### ASSIGNED TASK
What follows is a set of entries. Give them again exactly, without the pictures.

(Beginning of SUPPLIED INFORMATION)

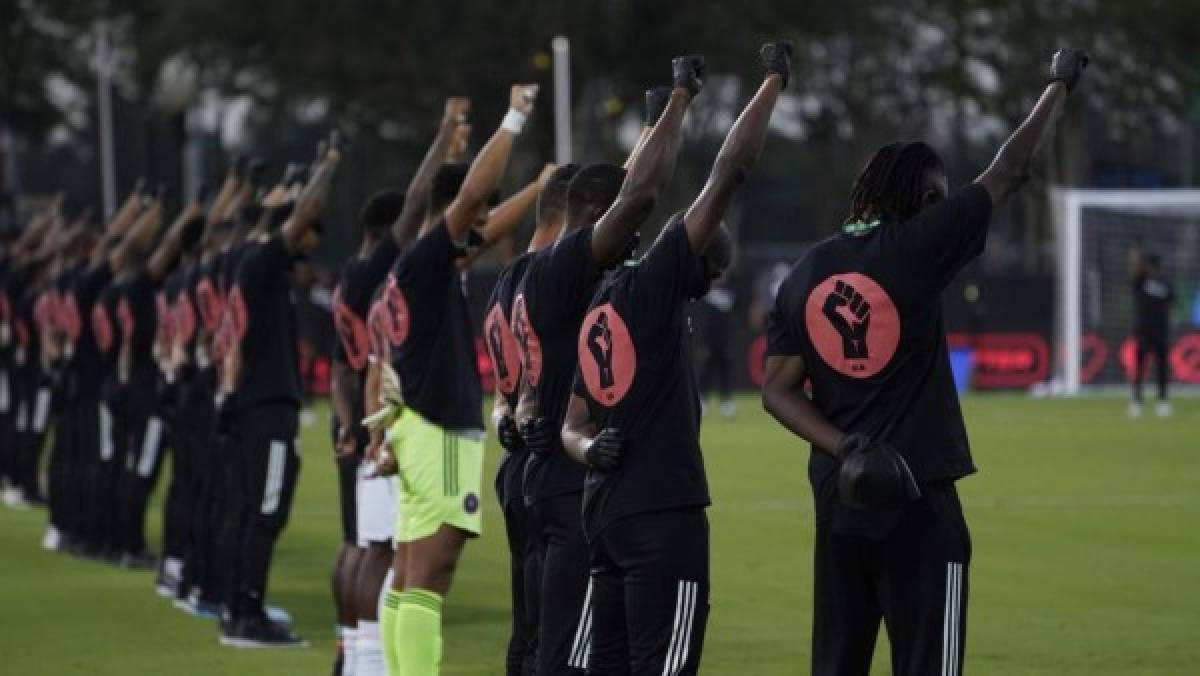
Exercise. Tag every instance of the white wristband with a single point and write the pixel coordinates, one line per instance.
(514, 121)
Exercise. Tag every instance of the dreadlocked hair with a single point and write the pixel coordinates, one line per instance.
(892, 185)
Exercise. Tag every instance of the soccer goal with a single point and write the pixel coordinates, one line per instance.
(1096, 231)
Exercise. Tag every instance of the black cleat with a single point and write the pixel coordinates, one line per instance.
(258, 633)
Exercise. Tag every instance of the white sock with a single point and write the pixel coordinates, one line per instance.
(349, 642)
(369, 651)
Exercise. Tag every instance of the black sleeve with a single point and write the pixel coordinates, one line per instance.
(569, 268)
(671, 273)
(783, 339)
(943, 238)
(381, 261)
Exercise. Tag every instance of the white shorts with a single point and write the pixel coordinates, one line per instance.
(376, 508)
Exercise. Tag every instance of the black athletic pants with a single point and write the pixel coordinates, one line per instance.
(525, 574)
(270, 465)
(564, 621)
(649, 594)
(915, 579)
(347, 489)
(144, 436)
(1150, 345)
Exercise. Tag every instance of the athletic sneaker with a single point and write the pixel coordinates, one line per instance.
(53, 539)
(143, 560)
(259, 633)
(729, 410)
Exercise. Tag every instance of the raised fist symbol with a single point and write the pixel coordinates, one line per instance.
(600, 345)
(851, 316)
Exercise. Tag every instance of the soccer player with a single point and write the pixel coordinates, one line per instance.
(634, 417)
(859, 318)
(261, 384)
(143, 432)
(502, 346)
(1152, 298)
(546, 312)
(437, 435)
(390, 221)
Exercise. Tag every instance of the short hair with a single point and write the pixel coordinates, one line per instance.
(552, 198)
(892, 184)
(593, 190)
(382, 209)
(447, 184)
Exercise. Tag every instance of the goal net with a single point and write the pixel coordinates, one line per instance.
(1096, 231)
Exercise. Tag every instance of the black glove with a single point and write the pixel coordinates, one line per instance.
(689, 73)
(257, 172)
(193, 229)
(657, 100)
(537, 436)
(777, 58)
(606, 449)
(227, 413)
(507, 431)
(1067, 66)
(874, 476)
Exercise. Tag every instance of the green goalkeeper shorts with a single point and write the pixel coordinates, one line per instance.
(439, 473)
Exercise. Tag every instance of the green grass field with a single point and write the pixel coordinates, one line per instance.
(1086, 561)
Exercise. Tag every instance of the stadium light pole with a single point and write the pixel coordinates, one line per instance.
(105, 112)
(562, 49)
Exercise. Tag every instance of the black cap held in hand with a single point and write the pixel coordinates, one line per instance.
(1067, 66)
(777, 58)
(689, 73)
(875, 477)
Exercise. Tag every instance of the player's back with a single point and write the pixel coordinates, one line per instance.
(865, 312)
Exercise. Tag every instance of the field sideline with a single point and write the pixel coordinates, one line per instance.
(1086, 561)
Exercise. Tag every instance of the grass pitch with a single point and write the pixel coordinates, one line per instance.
(1086, 561)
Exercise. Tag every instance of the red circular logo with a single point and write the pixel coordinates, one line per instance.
(853, 324)
(502, 345)
(607, 358)
(527, 341)
(397, 313)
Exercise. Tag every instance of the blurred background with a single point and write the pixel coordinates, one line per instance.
(186, 84)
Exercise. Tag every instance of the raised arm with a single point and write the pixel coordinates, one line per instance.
(508, 215)
(784, 398)
(184, 233)
(417, 197)
(487, 169)
(1011, 168)
(741, 149)
(312, 199)
(138, 238)
(652, 167)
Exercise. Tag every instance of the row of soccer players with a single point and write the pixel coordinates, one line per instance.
(139, 342)
(603, 483)
(607, 572)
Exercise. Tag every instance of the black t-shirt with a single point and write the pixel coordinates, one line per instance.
(137, 316)
(88, 368)
(352, 301)
(502, 346)
(635, 372)
(264, 323)
(865, 313)
(547, 310)
(430, 333)
(1152, 299)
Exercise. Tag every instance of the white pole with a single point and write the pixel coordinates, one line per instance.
(1073, 300)
(105, 109)
(562, 49)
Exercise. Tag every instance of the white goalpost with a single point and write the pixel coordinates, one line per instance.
(1095, 231)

(End of SUPPLIED INFORMATION)

### RESPONSE TO THE EXERCISE
Exercise. Tag every instance of the white wristband with a single point and write the pixel coordinates, one line per instance.
(514, 121)
Exercise. Tag every instance of the dreadlocked hair with a single point and write the pixel coordinates, one line per instance.
(892, 185)
Exercise. Tag every instance of the soccer goal with a single point and write the pixel coordinates, one line per instance.
(1096, 231)
Exercise. Tag every instance of the black cleat with a single point and write the pixel coordinates, one line per instance.
(258, 633)
Exercise. Tag every instance of the white sock with a single point and write the pixel coordinates, one line per instance.
(349, 642)
(369, 651)
Exercise. Tag every instance of the black sleeve with a single point and write the pixel coordinates, one line per instance.
(569, 268)
(671, 273)
(783, 339)
(943, 238)
(381, 261)
Exercise. Tag every instance of the white shorts with a single point and write the pixel coordinates, one line per instance.
(376, 508)
Exercise. Tag every instance of the black athletic pants with a single point and write the pixel coordinates, one line per instance.
(525, 574)
(270, 465)
(564, 621)
(649, 594)
(915, 579)
(347, 489)
(144, 436)
(1150, 345)
Exercise. Tag every instance of the athletic sneaker with a single point and write the pixel coordinates, one line per instance.
(53, 539)
(143, 560)
(259, 633)
(729, 410)
Exercise. Tag every instance of the raised fist symbol with a single point and write the pixel coordinates, one line per instance.
(600, 345)
(851, 316)
Exercise. Tag every instance of the soccer player with a single point and write the pixel coordinates, one line per instance.
(634, 417)
(859, 318)
(261, 384)
(143, 432)
(502, 346)
(1152, 298)
(546, 312)
(437, 435)
(390, 221)
Exercise. Tag every instance of the short hair with a single point and write the pixel coordinates, one line per instance.
(552, 198)
(892, 184)
(593, 190)
(382, 209)
(447, 184)
Exercise. Tag every instance of the goal net with a single point and write the pixel coordinates, one line per instance.
(1096, 231)
Exercise. Tag every instance of the black glove with a single point and write the pixel coordinates, one line per instance.
(689, 73)
(257, 172)
(193, 229)
(657, 100)
(537, 436)
(777, 58)
(606, 449)
(227, 413)
(507, 431)
(1067, 66)
(874, 476)
Exercise. Tag every instance of the green goalkeeper shorts with a single point and write the pixel coordinates, one line per instance.
(439, 473)
Exercise. Tag every instance of the green grass field with a single point and write the pixel coordinates, one line per instance.
(1086, 561)
Exercise. Tag every instance of the stadium light pole with a single point and write the pixel coordinates, one line per instance.
(105, 112)
(562, 49)
Exercise. Tag every instance of the black cap held in hand with a single point and write the pixel coordinates, one line per instance.
(1067, 66)
(777, 58)
(689, 73)
(875, 477)
Exercise. Tag every instance of the player's back with a single point and write the pixel coordinates, one line per instance.
(865, 312)
Exercise. Tag every instance of the field sideline with a single point and write the pixel coordinates, one line per instance.
(1086, 561)
Exercise. Tag every instance of the grass pitch with a single point and write the pixel coordinates, one line per instance.
(1086, 561)
Exercise. Tag every instance of the red circular logo with a single point and write the pixel coordinates, one line per instance.
(853, 324)
(502, 345)
(607, 358)
(527, 341)
(397, 313)
Exercise. Tag every instance of the blurred background with a single point and write the pixel coordinates, one line per instance.
(186, 84)
Exercise. Tag every instance of the raised arm with a single point and write the pixel coordinates, one line per instance.
(508, 215)
(784, 398)
(184, 233)
(417, 197)
(487, 169)
(1011, 168)
(741, 149)
(312, 199)
(138, 238)
(652, 167)
Exercise. Tag every instance of the row of soccer players with a single point and write the pixel coordinates, one line per instance.
(139, 342)
(603, 483)
(607, 572)
Exercise. Tag every instance of the black t-shirt with a single point and write the pixel coordinates, one line per instance.
(137, 316)
(88, 368)
(352, 301)
(502, 346)
(635, 372)
(264, 323)
(865, 313)
(547, 310)
(430, 333)
(1152, 299)
Exercise. Tag every instance of the white pole with a single point and write the pixel coordinates, one line per instance.
(1073, 300)
(105, 109)
(562, 49)
Exercise. Tag every instance of the white goalpost with a single point and write the pixel coordinates, one line per instance.
(1095, 231)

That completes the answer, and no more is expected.